= Data provided =
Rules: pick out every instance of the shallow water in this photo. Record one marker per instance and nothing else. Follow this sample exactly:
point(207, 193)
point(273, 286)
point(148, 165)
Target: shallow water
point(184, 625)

= Written problem =
Reproduce the material above line for line, keeping every character, space, and line break unchanged.

= Response =
Rules: pick out every instance of the shallow water in this photo. Record one marker per instance and nothing else. Follow this sample exactly:
point(207, 193)
point(273, 286)
point(148, 165)
Target: shallow water
point(184, 625)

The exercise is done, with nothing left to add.